- [List of tasks]
1. In the review of the documentary about Gerry Cotten, change "QuadrigaCX" to "the exchange" and give the part that opens with the words containing "Cotten was only" and closes with "passwords lying around.".
2. According to the review of the documentary about Gerry Cotten, where and when did Cotten die?

- [Excerpt provided]
########

Cotten was only 30 years old at the time of his passing, and his death struck many people as quite conspicuous; aside from a will, which he had written mere weeks before his death, he left no documents or clues as to the inner workings of his own company. Equally conspicuous is that Cotten’s death was only announced publicly one month after the fact — and with his death, the death of QuadrigaCX, with about $250 million (Canadian) suddenly locked out of investors’ wallets. Why? Because nobody could access the money; indeed, nobody could access Cotten’s laptop, since he didn’t leave any passwords lying around.
Not even Jennifer Robertson, Cotten’s widow, knew how to log into his laptop, or even knew any details about her late husband’s business. Cotten had died abroad, in India, in December 2018 (on my birthday, believe it or not), and no autopsy was performed on the body. While Cotten seemed to have succumbed to a quick but natural illness, this is a story that does not leave all spectators convinced of its authenticity. The movie follows several crypto enthusiasts, a few financial professionals, and Jennifer Robertson’s sister as they try to pick apart the tangled web of Gerry Cotten’s demise.
Some Bad Actors Play the Blame Game
The first problem one runs into with ‘Trust No One’ is that it is somewhat misleading; for one thing, Gerry Cotten was not a crypto “king” — at most, something akin to a baron, or an unusually wealthy landlord. Cotten himself is rather a shady figure, and the movie doesn’t do much to enlighten us as to the life story of this man; he seemed to be like a lot of crypto enthusiasts: geeky, white, well-to-do, male, and probably suffering from paranoid delusions. Naturally, people with a similar mindset to Cotten’s were quick to suspect something fishy was going on. Did he kill himself? Was he murdered? Did he fake his own death? A quick Google search will tell us that Cotten did, in fact, pass away in December 2018, and the filmmakers behind ‘Trust No One’ are surely aware that it’s very hard to “spoil” a documentary.

########

- [Listing]
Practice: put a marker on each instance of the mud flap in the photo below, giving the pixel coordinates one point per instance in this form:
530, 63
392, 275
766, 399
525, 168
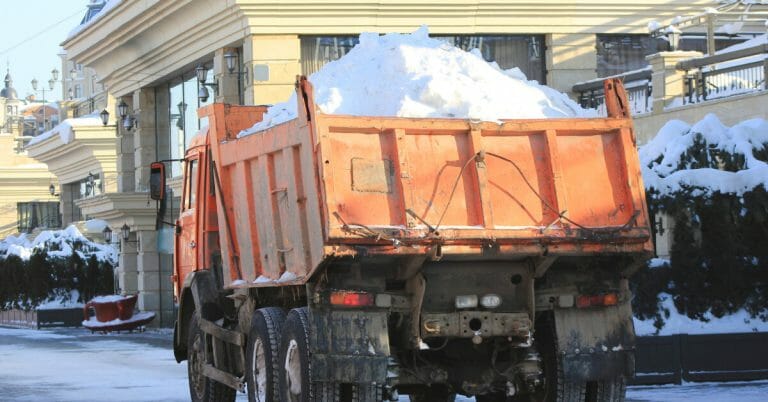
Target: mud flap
596, 344
349, 346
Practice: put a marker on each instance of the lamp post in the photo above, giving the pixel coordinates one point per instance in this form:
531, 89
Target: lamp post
51, 82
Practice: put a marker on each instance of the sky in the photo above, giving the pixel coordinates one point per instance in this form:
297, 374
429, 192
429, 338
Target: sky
30, 34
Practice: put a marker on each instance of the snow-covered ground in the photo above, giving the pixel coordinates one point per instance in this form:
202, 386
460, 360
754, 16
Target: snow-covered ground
74, 365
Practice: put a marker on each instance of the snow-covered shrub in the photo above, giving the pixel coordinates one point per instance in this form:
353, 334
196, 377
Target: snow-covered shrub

########

- [Solutions for each task]
1.
Cotten was only 30 years old at the time of his passing, and his death struck many people as quite conspicuous; aside from a will, which he had written mere weeks before his death, he left no documents or clues as to the inner workings of his own company. Equally conspicuous is that Cotten’s death was only announced publicly one month after the fact — and with his death, the death of the exchange, with about $250 million (Canadian) suddenly locked out of investors’ wallets. Why? Because nobody could access the money; indeed, nobody could access Cotten’s laptop, since he didn’t leave any passwords lying around.

2. He died in India in December 2018.